What is required:
Keep every line in which "stainless" occurs and drop the rest of the data.

Records for this task:
..........

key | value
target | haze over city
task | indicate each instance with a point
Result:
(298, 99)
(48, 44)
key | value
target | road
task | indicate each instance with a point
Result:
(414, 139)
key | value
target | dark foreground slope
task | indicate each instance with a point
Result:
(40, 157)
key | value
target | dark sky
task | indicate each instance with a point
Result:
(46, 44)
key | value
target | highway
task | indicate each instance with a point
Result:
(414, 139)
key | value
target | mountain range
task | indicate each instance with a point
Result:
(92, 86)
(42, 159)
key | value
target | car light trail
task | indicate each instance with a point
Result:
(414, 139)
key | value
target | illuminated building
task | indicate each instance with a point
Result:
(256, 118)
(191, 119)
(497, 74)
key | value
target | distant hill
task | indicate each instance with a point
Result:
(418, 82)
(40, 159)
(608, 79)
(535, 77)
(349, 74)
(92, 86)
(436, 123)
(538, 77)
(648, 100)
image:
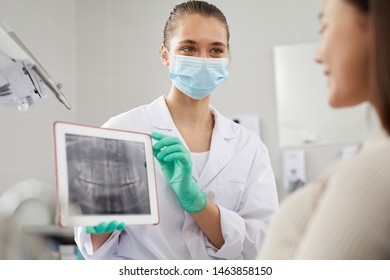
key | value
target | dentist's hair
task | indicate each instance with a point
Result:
(192, 8)
(379, 10)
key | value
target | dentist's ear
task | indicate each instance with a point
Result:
(164, 55)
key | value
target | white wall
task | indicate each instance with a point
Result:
(46, 28)
(107, 51)
(119, 65)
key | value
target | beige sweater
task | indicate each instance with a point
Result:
(345, 215)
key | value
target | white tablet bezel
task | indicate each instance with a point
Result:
(65, 217)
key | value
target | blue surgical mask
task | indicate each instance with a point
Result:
(198, 77)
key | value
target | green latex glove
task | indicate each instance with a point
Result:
(105, 227)
(176, 165)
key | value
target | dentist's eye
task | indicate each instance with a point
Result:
(189, 49)
(216, 51)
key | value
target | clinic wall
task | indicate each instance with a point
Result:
(119, 68)
(46, 28)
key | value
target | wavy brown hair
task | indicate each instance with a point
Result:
(380, 15)
(192, 8)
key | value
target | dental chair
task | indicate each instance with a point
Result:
(30, 203)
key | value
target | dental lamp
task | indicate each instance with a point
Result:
(23, 80)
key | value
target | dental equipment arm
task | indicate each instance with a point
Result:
(22, 78)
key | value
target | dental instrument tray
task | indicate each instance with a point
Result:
(104, 175)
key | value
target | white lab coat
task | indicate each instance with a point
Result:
(238, 177)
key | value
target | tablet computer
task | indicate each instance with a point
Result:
(103, 175)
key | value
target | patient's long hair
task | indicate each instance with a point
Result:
(380, 14)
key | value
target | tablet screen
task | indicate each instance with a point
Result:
(103, 175)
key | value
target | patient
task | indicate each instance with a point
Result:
(346, 213)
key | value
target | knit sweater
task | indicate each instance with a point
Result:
(344, 215)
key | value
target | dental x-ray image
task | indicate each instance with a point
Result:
(106, 176)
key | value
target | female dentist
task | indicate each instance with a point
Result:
(216, 187)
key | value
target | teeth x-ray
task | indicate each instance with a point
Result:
(106, 176)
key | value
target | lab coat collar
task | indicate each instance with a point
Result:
(220, 151)
(160, 115)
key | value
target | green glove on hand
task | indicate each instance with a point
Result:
(105, 228)
(176, 165)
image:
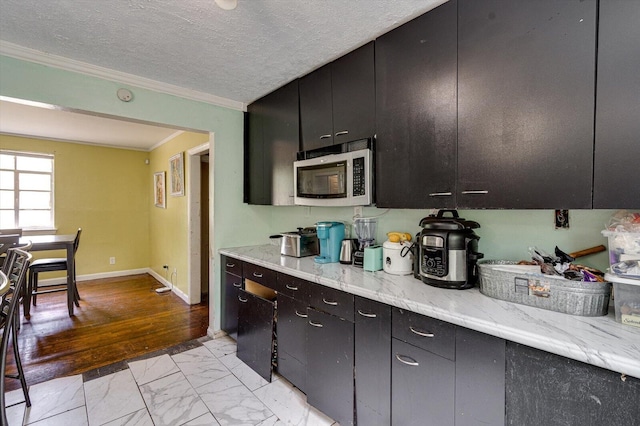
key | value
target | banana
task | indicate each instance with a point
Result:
(397, 237)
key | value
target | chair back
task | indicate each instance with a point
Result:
(17, 273)
(76, 242)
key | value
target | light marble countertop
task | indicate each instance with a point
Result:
(600, 341)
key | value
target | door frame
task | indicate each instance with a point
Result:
(194, 255)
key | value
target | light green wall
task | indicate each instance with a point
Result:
(505, 233)
(105, 192)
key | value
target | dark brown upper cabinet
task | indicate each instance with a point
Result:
(272, 139)
(337, 101)
(526, 79)
(416, 112)
(617, 149)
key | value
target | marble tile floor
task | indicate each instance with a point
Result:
(206, 384)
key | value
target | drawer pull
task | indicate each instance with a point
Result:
(421, 333)
(407, 360)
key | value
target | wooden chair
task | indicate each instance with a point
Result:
(48, 265)
(9, 319)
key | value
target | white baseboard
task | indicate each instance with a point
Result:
(100, 275)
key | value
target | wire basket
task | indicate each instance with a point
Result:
(501, 280)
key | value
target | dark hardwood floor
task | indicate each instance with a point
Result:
(118, 319)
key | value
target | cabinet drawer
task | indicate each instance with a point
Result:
(232, 266)
(259, 274)
(293, 287)
(433, 335)
(332, 301)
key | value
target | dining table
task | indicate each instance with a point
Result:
(54, 242)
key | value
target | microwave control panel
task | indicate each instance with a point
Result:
(359, 177)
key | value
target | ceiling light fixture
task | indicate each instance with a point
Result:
(227, 4)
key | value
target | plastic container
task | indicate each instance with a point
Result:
(626, 298)
(622, 246)
(505, 281)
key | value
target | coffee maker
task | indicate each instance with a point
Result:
(330, 236)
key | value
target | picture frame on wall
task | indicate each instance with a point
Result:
(176, 172)
(159, 191)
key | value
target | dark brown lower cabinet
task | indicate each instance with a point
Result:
(373, 362)
(547, 389)
(291, 330)
(255, 332)
(330, 361)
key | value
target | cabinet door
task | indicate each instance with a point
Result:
(373, 362)
(353, 88)
(316, 109)
(291, 330)
(526, 75)
(617, 151)
(255, 332)
(330, 366)
(271, 147)
(229, 320)
(480, 366)
(547, 389)
(422, 389)
(416, 112)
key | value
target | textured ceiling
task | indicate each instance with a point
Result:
(239, 55)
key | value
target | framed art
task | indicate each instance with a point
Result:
(159, 192)
(176, 172)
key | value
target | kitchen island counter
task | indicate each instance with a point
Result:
(599, 341)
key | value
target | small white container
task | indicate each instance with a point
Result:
(626, 297)
(397, 258)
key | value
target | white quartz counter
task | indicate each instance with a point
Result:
(599, 341)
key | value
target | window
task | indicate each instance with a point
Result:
(26, 190)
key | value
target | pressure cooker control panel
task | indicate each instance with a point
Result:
(434, 256)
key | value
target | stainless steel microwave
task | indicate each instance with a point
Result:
(344, 179)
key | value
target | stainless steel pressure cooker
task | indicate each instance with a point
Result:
(447, 251)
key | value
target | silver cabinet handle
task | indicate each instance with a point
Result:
(407, 360)
(421, 333)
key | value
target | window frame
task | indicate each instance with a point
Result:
(16, 208)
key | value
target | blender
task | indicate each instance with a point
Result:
(366, 232)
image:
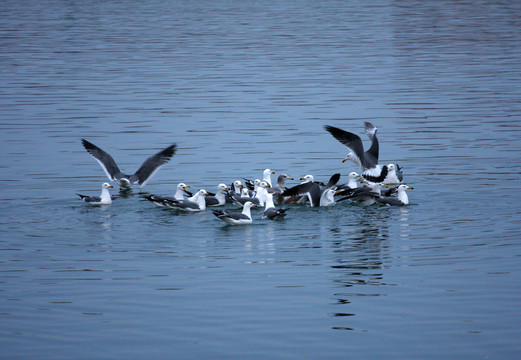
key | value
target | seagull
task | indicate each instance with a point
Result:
(149, 167)
(160, 200)
(351, 185)
(219, 198)
(367, 160)
(394, 175)
(242, 199)
(318, 195)
(270, 212)
(103, 199)
(195, 203)
(366, 195)
(401, 200)
(235, 218)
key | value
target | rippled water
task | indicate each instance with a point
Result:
(241, 86)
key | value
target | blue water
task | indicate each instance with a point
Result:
(241, 86)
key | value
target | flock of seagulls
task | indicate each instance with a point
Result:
(376, 184)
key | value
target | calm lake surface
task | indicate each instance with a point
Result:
(242, 86)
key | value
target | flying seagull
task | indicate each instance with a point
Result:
(103, 199)
(367, 160)
(141, 176)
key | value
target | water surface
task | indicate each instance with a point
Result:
(241, 87)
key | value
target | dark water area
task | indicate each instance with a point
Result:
(240, 87)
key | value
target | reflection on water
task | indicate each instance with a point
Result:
(241, 88)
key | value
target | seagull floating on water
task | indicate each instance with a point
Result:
(318, 195)
(195, 203)
(160, 200)
(400, 200)
(235, 218)
(149, 167)
(103, 199)
(270, 211)
(219, 198)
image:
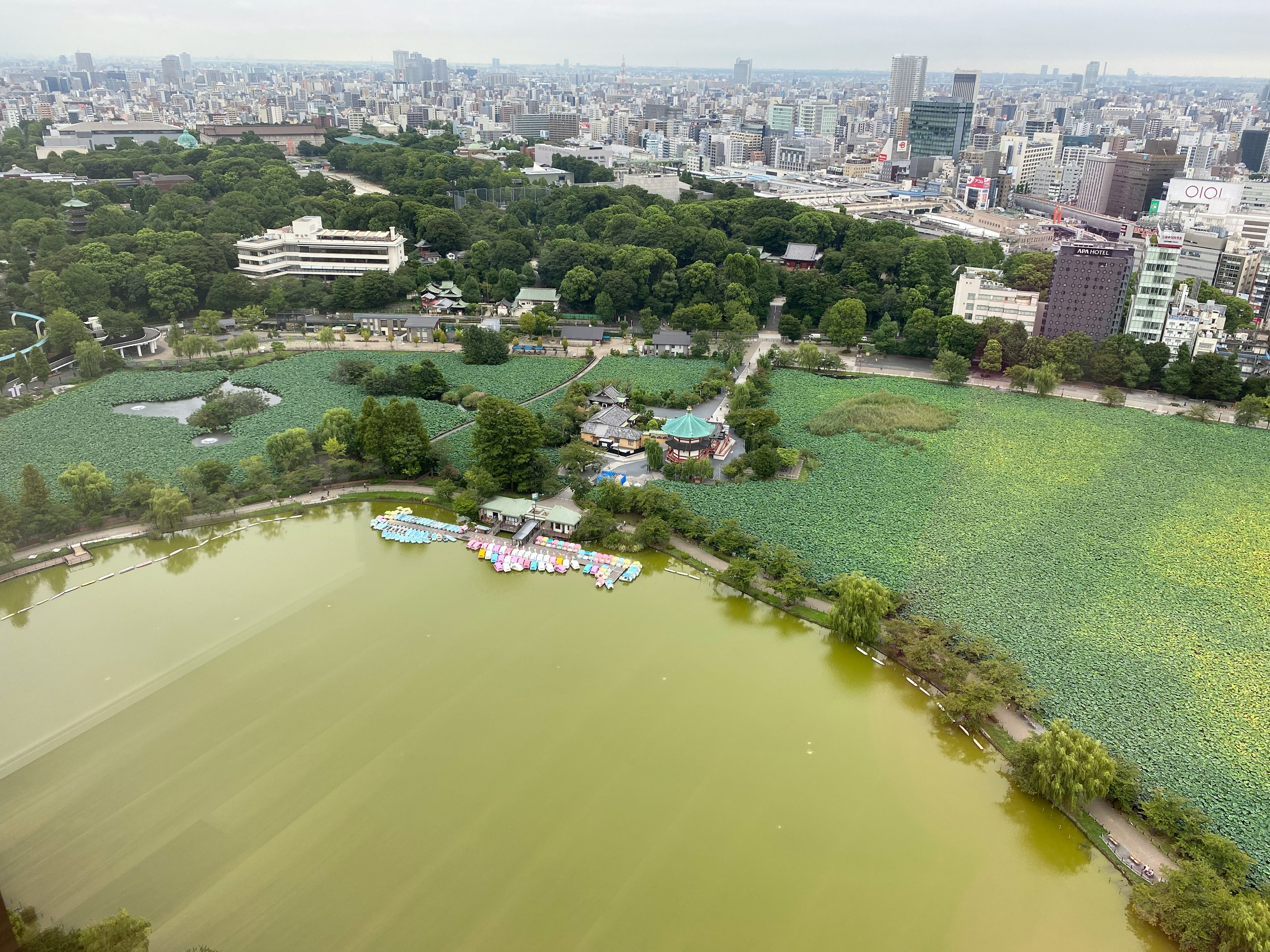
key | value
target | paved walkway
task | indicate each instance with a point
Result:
(1135, 849)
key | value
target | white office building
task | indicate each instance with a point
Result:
(907, 84)
(980, 294)
(87, 136)
(1150, 306)
(307, 249)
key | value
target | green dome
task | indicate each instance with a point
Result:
(689, 427)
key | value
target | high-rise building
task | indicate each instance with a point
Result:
(1150, 306)
(1095, 186)
(169, 70)
(1138, 178)
(818, 119)
(780, 119)
(966, 84)
(1087, 290)
(940, 126)
(907, 82)
(1253, 148)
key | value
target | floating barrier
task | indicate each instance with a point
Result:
(149, 562)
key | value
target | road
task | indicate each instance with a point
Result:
(361, 187)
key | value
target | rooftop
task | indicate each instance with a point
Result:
(689, 427)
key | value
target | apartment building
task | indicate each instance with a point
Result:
(1201, 327)
(307, 249)
(981, 293)
(1150, 305)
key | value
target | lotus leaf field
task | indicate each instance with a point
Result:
(1123, 556)
(82, 426)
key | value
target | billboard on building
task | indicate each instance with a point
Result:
(1221, 197)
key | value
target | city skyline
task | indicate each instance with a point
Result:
(1227, 46)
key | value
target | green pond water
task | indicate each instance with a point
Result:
(307, 738)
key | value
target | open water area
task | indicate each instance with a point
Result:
(304, 737)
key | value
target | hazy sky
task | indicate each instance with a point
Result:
(1217, 37)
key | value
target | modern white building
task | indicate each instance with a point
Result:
(980, 294)
(307, 249)
(87, 136)
(1201, 327)
(1150, 306)
(907, 84)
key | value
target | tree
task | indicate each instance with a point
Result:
(921, 334)
(1046, 380)
(484, 347)
(290, 450)
(740, 574)
(405, 445)
(731, 539)
(845, 323)
(859, 609)
(1201, 413)
(605, 306)
(1250, 411)
(952, 367)
(1248, 926)
(1112, 397)
(1070, 766)
(1176, 379)
(1193, 905)
(506, 441)
(117, 933)
(578, 286)
(765, 461)
(89, 360)
(653, 531)
(577, 457)
(991, 358)
(790, 327)
(886, 336)
(655, 454)
(88, 487)
(65, 331)
(172, 290)
(207, 323)
(808, 356)
(168, 508)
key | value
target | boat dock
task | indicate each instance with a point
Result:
(403, 526)
(556, 556)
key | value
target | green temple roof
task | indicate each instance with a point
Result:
(689, 427)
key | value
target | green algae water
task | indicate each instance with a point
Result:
(303, 737)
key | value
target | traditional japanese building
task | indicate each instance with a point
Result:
(689, 438)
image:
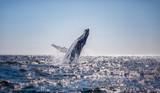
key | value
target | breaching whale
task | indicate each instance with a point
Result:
(73, 53)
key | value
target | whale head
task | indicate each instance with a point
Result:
(75, 49)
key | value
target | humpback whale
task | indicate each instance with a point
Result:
(73, 53)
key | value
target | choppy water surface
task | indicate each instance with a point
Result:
(92, 74)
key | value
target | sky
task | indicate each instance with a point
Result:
(117, 27)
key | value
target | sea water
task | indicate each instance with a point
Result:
(100, 74)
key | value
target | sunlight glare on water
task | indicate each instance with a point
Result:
(90, 74)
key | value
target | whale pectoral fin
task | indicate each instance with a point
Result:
(61, 49)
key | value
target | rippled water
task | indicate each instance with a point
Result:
(91, 74)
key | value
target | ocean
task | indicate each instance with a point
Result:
(92, 74)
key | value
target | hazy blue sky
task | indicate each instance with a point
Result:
(117, 27)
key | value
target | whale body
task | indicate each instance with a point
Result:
(73, 53)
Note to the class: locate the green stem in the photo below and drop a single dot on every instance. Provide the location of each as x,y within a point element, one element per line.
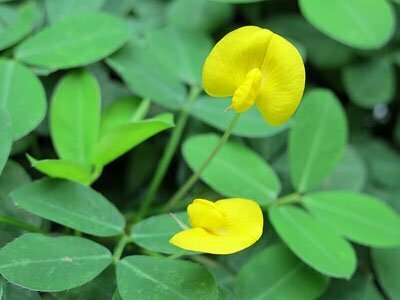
<point>168,154</point>
<point>119,248</point>
<point>193,179</point>
<point>16,223</point>
<point>288,199</point>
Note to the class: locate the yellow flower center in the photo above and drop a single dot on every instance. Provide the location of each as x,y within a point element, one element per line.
<point>246,94</point>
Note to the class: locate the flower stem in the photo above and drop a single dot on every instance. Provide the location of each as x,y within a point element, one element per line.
<point>168,154</point>
<point>16,223</point>
<point>119,248</point>
<point>193,179</point>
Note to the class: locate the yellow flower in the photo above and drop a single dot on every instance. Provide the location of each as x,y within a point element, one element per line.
<point>255,65</point>
<point>224,227</point>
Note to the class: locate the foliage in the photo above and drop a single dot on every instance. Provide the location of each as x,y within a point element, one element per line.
<point>105,130</point>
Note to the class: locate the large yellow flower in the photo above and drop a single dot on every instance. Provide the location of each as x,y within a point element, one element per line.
<point>224,227</point>
<point>255,65</point>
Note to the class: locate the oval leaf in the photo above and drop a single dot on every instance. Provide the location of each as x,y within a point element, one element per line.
<point>360,218</point>
<point>236,171</point>
<point>386,264</point>
<point>275,274</point>
<point>76,41</point>
<point>314,243</point>
<point>138,275</point>
<point>251,124</point>
<point>72,205</point>
<point>155,232</point>
<point>75,116</point>
<point>372,22</point>
<point>49,264</point>
<point>319,132</point>
<point>26,105</point>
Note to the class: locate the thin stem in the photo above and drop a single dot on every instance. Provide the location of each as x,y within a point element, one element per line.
<point>119,248</point>
<point>16,223</point>
<point>193,179</point>
<point>168,154</point>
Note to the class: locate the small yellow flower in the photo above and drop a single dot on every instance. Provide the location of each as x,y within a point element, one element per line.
<point>224,227</point>
<point>256,66</point>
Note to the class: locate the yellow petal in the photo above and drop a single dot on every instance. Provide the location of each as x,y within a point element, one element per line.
<point>242,228</point>
<point>280,96</point>
<point>205,214</point>
<point>232,58</point>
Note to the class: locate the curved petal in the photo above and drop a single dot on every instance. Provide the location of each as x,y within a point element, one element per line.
<point>242,228</point>
<point>232,58</point>
<point>283,89</point>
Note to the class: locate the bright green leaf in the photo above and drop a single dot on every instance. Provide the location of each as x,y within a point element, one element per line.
<point>175,279</point>
<point>276,274</point>
<point>75,116</point>
<point>236,171</point>
<point>319,132</point>
<point>72,205</point>
<point>125,137</point>
<point>251,124</point>
<point>183,52</point>
<point>51,264</point>
<point>61,9</point>
<point>64,169</point>
<point>386,264</point>
<point>6,137</point>
<point>76,41</point>
<point>360,218</point>
<point>22,95</point>
<point>316,244</point>
<point>146,77</point>
<point>361,81</point>
<point>371,22</point>
<point>155,232</point>
<point>209,14</point>
<point>123,111</point>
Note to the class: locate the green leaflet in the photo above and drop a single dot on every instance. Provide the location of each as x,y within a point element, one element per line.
<point>236,171</point>
<point>72,205</point>
<point>67,262</point>
<point>175,279</point>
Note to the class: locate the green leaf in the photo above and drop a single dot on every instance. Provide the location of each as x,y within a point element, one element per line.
<point>360,218</point>
<point>275,274</point>
<point>361,80</point>
<point>144,76</point>
<point>316,244</point>
<point>350,174</point>
<point>209,15</point>
<point>42,263</point>
<point>64,169</point>
<point>61,9</point>
<point>6,137</point>
<point>386,264</point>
<point>319,132</point>
<point>182,51</point>
<point>175,279</point>
<point>155,232</point>
<point>123,111</point>
<point>26,104</point>
<point>125,137</point>
<point>27,17</point>
<point>360,287</point>
<point>322,51</point>
<point>101,288</point>
<point>76,41</point>
<point>75,116</point>
<point>236,171</point>
<point>72,205</point>
<point>372,22</point>
<point>251,124</point>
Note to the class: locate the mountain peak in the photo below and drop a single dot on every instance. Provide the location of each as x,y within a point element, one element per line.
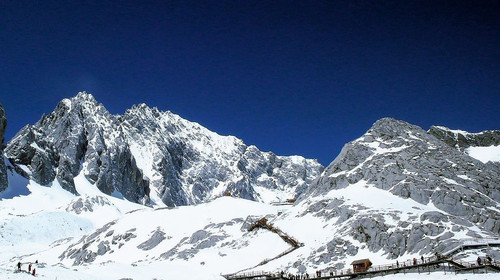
<point>83,95</point>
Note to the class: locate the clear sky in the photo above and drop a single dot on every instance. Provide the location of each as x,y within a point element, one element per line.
<point>292,77</point>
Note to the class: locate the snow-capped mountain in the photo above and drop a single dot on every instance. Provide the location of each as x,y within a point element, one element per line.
<point>397,192</point>
<point>394,192</point>
<point>484,146</point>
<point>3,168</point>
<point>147,155</point>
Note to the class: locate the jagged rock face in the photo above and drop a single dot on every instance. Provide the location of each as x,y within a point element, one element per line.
<point>147,154</point>
<point>451,193</point>
<point>462,139</point>
<point>3,170</point>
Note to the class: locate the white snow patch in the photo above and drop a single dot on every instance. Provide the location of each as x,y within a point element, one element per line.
<point>484,154</point>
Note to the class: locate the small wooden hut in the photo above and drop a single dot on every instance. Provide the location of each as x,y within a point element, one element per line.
<point>361,265</point>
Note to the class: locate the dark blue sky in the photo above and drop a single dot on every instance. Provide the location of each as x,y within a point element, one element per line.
<point>292,77</point>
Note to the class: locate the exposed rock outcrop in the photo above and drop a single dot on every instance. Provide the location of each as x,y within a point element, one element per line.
<point>146,154</point>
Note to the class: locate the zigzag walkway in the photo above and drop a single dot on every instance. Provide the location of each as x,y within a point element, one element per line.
<point>262,223</point>
<point>434,263</point>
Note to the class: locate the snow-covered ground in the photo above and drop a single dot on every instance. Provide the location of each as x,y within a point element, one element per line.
<point>72,237</point>
<point>485,154</point>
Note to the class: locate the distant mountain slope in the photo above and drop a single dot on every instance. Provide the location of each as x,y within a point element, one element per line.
<point>484,146</point>
<point>396,191</point>
<point>148,155</point>
<point>3,169</point>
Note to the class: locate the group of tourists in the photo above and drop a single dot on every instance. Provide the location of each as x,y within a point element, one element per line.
<point>32,272</point>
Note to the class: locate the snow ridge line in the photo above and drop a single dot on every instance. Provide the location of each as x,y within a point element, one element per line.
<point>262,223</point>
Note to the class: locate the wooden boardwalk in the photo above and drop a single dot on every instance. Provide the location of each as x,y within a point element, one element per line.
<point>435,263</point>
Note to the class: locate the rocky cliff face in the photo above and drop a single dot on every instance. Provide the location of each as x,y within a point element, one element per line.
<point>397,190</point>
<point>462,139</point>
<point>3,169</point>
<point>146,154</point>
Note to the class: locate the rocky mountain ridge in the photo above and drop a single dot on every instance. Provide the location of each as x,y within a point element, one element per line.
<point>462,139</point>
<point>397,190</point>
<point>149,156</point>
<point>3,168</point>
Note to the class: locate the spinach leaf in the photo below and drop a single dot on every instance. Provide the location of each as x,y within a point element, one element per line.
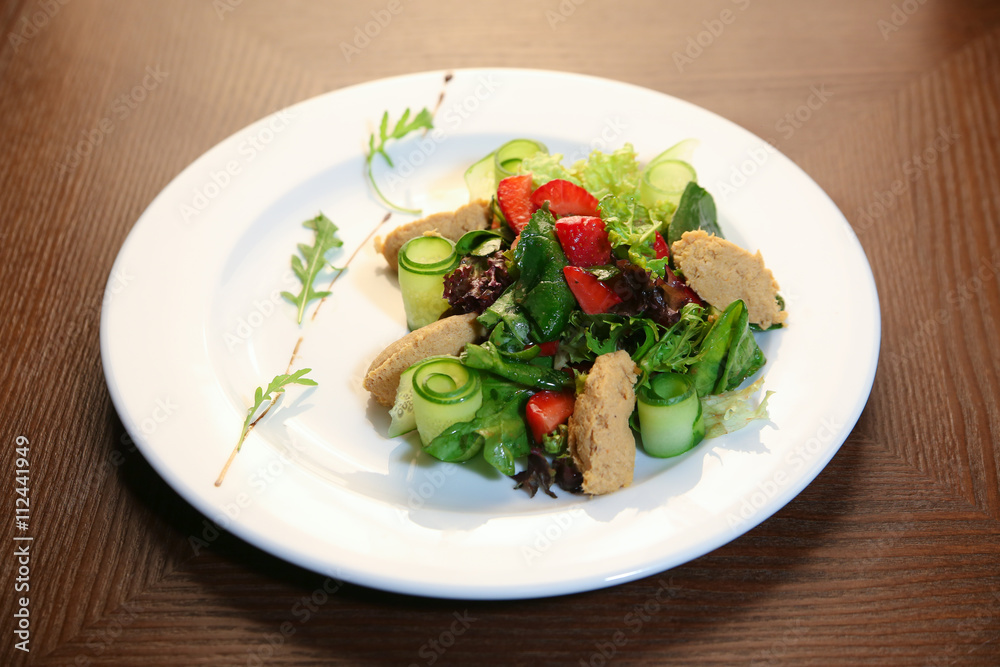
<point>678,348</point>
<point>498,429</point>
<point>696,210</point>
<point>482,242</point>
<point>487,357</point>
<point>729,353</point>
<point>541,290</point>
<point>505,310</point>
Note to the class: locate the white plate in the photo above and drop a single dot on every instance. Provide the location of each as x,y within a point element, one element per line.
<point>192,324</point>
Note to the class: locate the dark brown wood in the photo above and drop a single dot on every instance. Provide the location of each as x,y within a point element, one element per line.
<point>892,555</point>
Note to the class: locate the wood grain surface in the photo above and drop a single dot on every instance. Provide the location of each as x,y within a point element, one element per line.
<point>891,556</point>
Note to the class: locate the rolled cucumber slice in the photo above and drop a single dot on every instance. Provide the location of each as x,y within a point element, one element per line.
<point>401,411</point>
<point>423,263</point>
<point>444,393</point>
<point>665,180</point>
<point>508,157</point>
<point>481,179</point>
<point>670,419</point>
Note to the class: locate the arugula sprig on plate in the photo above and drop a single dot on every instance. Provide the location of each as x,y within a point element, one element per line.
<point>270,395</point>
<point>424,120</point>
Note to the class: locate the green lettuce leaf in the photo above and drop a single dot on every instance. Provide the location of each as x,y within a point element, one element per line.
<point>616,173</point>
<point>732,410</point>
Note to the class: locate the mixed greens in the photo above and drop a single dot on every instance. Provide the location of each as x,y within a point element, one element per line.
<point>577,265</point>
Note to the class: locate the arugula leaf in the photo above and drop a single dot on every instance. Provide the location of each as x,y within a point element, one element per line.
<point>277,387</point>
<point>696,210</point>
<point>541,290</point>
<point>315,255</point>
<point>424,120</point>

..........

Solution to this problem:
target | stainless steel microwave
target | stainless steel pressure cooker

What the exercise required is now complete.